## Document excerpt
start
Unlike my friend Dan Drezner, who is struggling mightily to be positive, I take a rather more philosophic view of the move, via free agency, of Johnny Damon from the Red Sox to the Yankees. 

    This obviously helps the Yankees (though we still have some pitching questions) and hurts the Red Sox.  It will remain to be seen if Boston’s management can come up with some credible replacement, but I doubt it.  Rather, the Sox will likely have to rely on the recuperation of Schilling and the strength of Beckett to  win with better pitching.  And Schilling is a creaky forty-something….

    So, it looks like the "Evil Empire" has struck again and is well placed to finish ahead of the Red Sox next year again.  I can imagine some Boston fans (though not Dan) crying in their beer at the terrible injustice of it all: the Big, Bad Yankees stealing away the dreams of Fenway.   Well, as Mencius said, "inequality is in the very nature of things."  As long as MLB continues to allow the big market, big money teams to have their way, New York, the biggest market and the biggest money, will go right on pulling these sorts of moves.  I have always wondered why other owners wouldn’t at some point wise up and try to move in more of a revenue-sharing direction, like the NFL.  I guess that some owners (and I would include Boston owners here) believe that they can beat the Yankees at the big money game.  And Boston did in 2004.  But, over the long haul, New York holds the advantage and the Yankees will press that advantage as they have done with Damon.
end
## Set exercise a
Summarize the post on Johnny Damon's move in two sentences.
The post on Johnny Damon's move has no connection to the records.

## Given data
start
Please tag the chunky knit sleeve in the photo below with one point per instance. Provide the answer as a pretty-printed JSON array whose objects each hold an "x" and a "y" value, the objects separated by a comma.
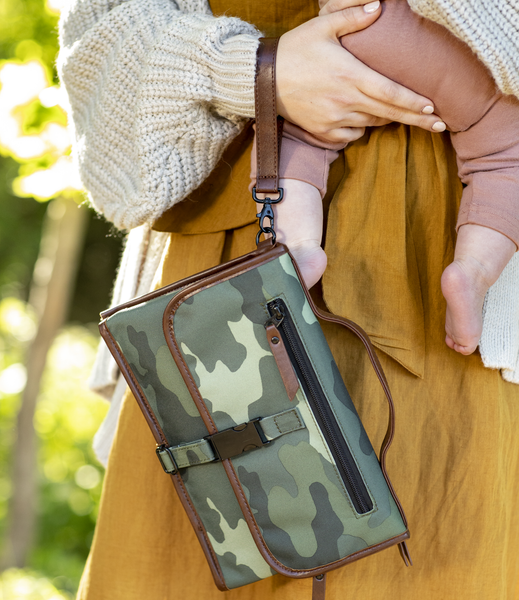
[
  {"x": 157, "y": 90},
  {"x": 489, "y": 27}
]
end
## Set exercise b
Please copy out the record in Block 1 word for word, leaving out its picture.

## Right answer a
The writer takes a philosophic view of Johnny Damon leaving the Red Sox for the Yankees through free agency, saying it helps New York and hurts Boston, which will likely have to rely on Schilling's recovery and Beckett's strength to win with better pitching. The writer argues that as long as MLB lets big-market, big-money teams have their way, the Yankees will keep making such moves, and that over the long haul New York holds the advantage even though Boston won in 2004.

## Right answer b
Please tag the chunky knit sleeve in the photo below with one point per instance. Provide the answer as a pretty-printed JSON array whose objects each hold an "x" and a "y" value, the objects separated by a comma.
[
  {"x": 157, "y": 90},
  {"x": 489, "y": 27}
]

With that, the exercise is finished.